## THE PROBLEM:
Read the lines below, and copy any that contain the string "elephant".

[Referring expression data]
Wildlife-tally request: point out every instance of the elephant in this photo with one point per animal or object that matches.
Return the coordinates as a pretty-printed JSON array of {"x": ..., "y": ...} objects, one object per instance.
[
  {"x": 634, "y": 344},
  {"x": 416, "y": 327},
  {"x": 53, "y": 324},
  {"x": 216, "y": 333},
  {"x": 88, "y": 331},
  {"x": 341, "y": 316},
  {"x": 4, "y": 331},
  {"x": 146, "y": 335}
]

--

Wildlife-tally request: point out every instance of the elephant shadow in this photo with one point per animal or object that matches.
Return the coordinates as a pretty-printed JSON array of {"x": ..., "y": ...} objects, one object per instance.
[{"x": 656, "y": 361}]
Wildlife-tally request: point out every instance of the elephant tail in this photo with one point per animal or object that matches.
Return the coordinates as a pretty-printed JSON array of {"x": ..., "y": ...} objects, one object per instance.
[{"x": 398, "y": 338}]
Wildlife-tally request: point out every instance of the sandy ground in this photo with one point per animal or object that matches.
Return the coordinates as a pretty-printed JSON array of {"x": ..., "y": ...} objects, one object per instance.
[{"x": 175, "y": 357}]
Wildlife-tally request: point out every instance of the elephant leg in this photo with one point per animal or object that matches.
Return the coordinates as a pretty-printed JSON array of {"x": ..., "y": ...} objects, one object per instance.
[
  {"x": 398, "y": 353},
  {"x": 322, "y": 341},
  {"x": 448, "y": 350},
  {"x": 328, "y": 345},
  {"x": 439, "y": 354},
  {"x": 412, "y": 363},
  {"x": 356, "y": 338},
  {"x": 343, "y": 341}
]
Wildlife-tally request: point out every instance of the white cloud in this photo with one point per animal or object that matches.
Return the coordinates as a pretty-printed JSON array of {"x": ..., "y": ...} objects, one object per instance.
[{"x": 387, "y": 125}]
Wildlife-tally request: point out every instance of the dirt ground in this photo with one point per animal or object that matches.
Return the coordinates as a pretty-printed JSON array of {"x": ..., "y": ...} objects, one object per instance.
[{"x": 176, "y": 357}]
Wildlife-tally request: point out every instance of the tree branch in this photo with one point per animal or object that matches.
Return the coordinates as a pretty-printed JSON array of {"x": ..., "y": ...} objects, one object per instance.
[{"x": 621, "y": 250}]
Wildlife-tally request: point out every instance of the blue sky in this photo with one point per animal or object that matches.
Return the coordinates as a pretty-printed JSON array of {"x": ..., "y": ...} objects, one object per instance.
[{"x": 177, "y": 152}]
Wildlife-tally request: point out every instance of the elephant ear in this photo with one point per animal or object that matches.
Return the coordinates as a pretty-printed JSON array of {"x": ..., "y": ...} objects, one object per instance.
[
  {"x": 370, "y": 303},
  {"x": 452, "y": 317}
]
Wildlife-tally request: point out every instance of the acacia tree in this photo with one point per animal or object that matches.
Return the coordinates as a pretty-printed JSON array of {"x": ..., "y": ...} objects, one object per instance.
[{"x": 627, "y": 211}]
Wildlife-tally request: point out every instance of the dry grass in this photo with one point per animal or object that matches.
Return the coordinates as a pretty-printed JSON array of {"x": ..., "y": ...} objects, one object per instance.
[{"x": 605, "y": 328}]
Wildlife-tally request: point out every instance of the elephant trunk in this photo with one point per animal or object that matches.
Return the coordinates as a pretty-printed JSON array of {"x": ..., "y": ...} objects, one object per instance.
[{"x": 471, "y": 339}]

## TASK ANSWER:
Wildlife-tally request: point out every instance of the elephant in this photo with one point per animal or object that matches.
Wildlife-tally request: point out every instance of the elephant shadow in this photo with one point per animal or object that matches.
Wildlife-tally request: point out every instance of the elephant tail in this photo with one point per animal or object that matches.
Wildlife-tally request: point out every instance of the elephant leg in this photo with one point per animal or object that matches.
Wildlife-tally request: point out every instance of the elephant ear in this photo with one point per animal or object that matches.
Wildlife-tally request: point out every instance of the elephant trunk in this photo with one point per animal or object that matches.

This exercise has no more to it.